# start of EXTRACTED DATA

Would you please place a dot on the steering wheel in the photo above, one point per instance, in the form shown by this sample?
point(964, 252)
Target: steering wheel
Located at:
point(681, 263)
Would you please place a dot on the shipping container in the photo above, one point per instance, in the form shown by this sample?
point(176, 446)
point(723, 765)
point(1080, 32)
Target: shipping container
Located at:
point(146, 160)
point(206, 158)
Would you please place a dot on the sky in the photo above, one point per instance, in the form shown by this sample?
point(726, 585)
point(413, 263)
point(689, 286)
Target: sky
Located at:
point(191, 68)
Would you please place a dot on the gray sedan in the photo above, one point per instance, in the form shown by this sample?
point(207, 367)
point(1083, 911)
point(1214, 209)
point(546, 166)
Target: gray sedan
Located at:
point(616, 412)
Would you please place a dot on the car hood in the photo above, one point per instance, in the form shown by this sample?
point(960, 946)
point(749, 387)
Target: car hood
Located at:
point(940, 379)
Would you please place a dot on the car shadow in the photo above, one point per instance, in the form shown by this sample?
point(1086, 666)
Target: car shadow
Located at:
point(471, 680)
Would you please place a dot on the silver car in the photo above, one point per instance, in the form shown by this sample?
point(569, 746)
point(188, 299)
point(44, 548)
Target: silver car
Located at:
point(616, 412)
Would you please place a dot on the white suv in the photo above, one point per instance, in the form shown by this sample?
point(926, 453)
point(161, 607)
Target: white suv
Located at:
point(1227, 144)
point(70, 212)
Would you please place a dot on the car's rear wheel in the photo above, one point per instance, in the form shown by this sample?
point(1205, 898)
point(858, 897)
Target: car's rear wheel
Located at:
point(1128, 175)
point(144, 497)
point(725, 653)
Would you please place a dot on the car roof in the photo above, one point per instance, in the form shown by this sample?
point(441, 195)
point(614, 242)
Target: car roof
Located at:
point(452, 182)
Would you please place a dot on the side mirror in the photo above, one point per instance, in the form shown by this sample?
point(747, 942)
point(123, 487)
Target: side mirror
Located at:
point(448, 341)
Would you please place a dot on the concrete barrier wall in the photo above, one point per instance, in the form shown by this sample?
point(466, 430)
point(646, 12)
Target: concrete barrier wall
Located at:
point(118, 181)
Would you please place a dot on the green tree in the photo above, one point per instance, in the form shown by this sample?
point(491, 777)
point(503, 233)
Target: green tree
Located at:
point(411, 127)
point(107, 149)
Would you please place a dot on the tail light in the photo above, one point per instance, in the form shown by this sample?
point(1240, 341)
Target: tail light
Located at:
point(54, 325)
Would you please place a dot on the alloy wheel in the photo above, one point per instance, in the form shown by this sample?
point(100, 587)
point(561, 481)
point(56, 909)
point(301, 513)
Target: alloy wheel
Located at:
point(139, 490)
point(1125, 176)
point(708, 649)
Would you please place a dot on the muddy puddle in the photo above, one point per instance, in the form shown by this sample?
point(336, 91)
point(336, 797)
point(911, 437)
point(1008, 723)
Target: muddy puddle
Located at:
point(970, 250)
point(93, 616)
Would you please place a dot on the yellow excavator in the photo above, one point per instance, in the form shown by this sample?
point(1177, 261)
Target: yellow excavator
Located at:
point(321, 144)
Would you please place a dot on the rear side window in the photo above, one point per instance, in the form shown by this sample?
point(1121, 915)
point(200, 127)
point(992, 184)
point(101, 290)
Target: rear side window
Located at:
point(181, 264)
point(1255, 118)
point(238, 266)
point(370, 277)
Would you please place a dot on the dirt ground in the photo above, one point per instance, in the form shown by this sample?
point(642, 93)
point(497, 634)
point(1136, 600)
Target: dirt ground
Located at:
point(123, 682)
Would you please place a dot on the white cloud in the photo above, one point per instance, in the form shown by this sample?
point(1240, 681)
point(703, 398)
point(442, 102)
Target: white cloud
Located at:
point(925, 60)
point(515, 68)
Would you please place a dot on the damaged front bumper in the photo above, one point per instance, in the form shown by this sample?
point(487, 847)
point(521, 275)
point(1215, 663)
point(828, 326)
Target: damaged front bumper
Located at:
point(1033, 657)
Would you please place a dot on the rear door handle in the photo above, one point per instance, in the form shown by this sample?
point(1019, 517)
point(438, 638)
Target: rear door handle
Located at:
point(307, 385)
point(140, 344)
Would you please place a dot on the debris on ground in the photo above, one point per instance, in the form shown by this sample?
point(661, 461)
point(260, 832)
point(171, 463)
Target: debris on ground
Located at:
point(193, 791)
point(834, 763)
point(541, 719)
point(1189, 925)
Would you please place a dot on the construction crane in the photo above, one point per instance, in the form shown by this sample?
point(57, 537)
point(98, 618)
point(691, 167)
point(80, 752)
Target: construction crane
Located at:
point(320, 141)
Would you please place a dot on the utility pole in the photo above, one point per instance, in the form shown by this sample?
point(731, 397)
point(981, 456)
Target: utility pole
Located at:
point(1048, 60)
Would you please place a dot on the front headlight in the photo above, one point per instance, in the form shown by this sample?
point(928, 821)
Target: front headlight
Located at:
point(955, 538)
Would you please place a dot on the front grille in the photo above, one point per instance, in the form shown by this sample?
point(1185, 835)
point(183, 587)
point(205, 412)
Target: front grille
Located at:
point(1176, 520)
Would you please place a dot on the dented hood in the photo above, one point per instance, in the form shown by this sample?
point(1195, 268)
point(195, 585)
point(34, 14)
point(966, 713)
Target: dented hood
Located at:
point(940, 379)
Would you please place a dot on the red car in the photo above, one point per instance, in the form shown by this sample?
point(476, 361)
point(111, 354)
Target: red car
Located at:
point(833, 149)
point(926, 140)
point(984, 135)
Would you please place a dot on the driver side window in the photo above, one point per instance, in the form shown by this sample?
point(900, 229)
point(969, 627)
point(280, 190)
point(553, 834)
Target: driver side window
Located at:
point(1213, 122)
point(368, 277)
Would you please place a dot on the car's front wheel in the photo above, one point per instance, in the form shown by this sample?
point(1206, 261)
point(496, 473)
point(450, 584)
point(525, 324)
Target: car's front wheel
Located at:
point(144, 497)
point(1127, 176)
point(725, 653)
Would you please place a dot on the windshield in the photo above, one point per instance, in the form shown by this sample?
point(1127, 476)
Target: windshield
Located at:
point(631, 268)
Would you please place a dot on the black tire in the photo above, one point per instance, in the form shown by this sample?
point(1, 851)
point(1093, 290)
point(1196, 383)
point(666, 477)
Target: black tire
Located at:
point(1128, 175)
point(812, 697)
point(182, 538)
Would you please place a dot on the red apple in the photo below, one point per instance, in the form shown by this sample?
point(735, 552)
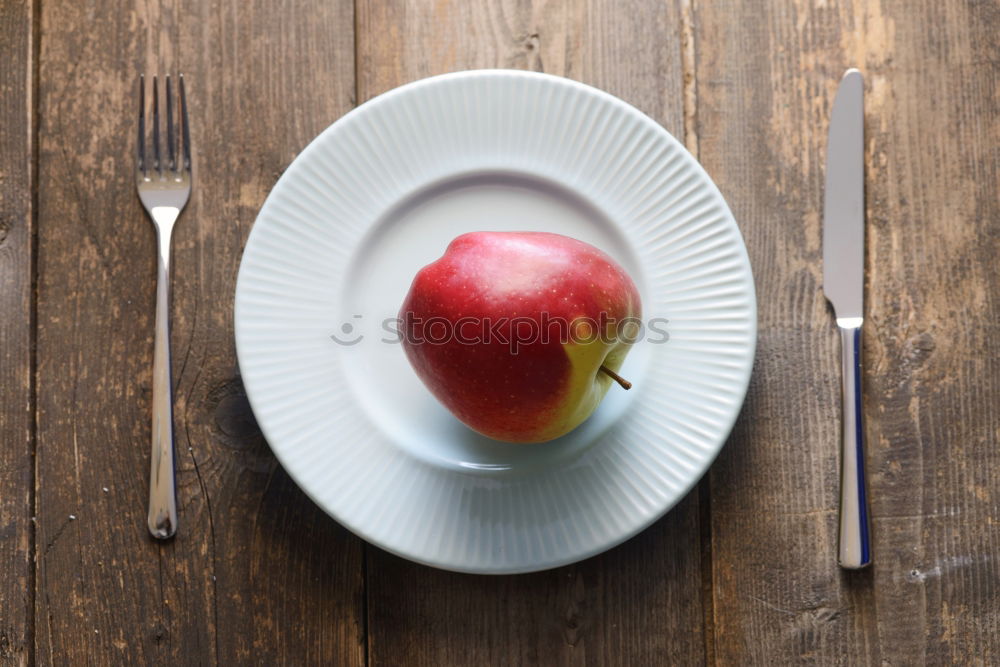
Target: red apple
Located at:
point(520, 334)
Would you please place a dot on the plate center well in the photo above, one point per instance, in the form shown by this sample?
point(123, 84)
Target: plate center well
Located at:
point(415, 232)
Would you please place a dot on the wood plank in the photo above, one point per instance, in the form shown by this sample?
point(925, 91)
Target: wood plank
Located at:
point(766, 78)
point(16, 463)
point(639, 603)
point(257, 573)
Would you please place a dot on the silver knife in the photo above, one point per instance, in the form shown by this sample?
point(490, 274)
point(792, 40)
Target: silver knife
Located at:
point(843, 284)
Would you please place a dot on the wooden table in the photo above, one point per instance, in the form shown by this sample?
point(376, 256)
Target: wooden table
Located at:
point(741, 572)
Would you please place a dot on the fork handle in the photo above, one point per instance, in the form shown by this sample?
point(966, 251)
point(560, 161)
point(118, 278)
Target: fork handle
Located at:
point(855, 525)
point(162, 519)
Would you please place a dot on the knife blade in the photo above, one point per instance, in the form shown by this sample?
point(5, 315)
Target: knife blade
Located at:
point(843, 285)
point(844, 204)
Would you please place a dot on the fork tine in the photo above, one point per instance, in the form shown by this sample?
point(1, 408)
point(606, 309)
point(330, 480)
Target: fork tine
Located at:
point(140, 144)
point(156, 129)
point(185, 131)
point(171, 146)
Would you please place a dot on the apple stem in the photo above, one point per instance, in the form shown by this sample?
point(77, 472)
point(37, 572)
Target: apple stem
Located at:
point(617, 378)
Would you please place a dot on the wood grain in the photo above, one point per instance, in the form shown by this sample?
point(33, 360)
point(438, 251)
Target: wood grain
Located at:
point(640, 603)
point(16, 408)
point(766, 78)
point(257, 572)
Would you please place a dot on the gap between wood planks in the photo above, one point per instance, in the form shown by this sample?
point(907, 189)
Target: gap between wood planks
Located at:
point(689, 64)
point(34, 53)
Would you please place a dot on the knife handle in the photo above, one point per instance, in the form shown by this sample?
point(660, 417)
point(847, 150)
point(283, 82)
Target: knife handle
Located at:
point(855, 526)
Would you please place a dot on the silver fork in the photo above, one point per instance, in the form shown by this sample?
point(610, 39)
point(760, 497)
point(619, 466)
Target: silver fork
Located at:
point(164, 193)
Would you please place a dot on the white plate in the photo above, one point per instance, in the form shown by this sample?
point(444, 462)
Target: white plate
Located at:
point(378, 195)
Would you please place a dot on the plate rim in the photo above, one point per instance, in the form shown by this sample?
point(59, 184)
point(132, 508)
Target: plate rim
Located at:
point(745, 370)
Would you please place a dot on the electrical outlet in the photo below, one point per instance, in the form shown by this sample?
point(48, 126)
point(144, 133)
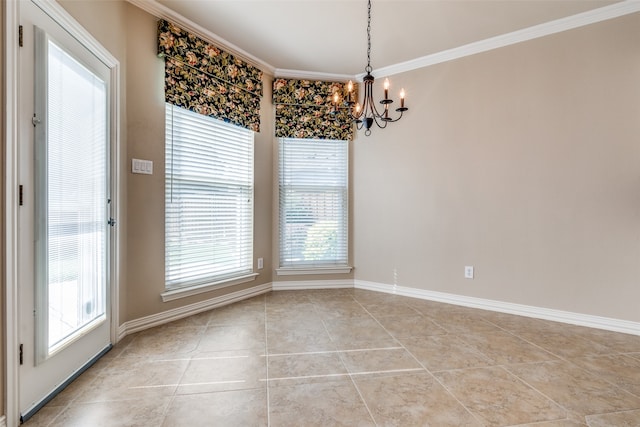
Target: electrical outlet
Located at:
point(468, 272)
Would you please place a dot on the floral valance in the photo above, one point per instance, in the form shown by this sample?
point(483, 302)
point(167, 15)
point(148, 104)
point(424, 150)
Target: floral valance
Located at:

# end of EXTRACTED DATA

▸ **TO DO**
Could you repeat, word for word, the lines of the material starting at the one that contains "Would you please place a dot on the floral" and continuing through the last line of the material?

▸ **EXERCISE OUTPUT**
Would you please place a dot on the floral valance in the photo above, one point per instance, in the form shown by this sample?
point(483, 302)
point(167, 15)
point(148, 104)
point(424, 150)
Target: floral valance
Located at:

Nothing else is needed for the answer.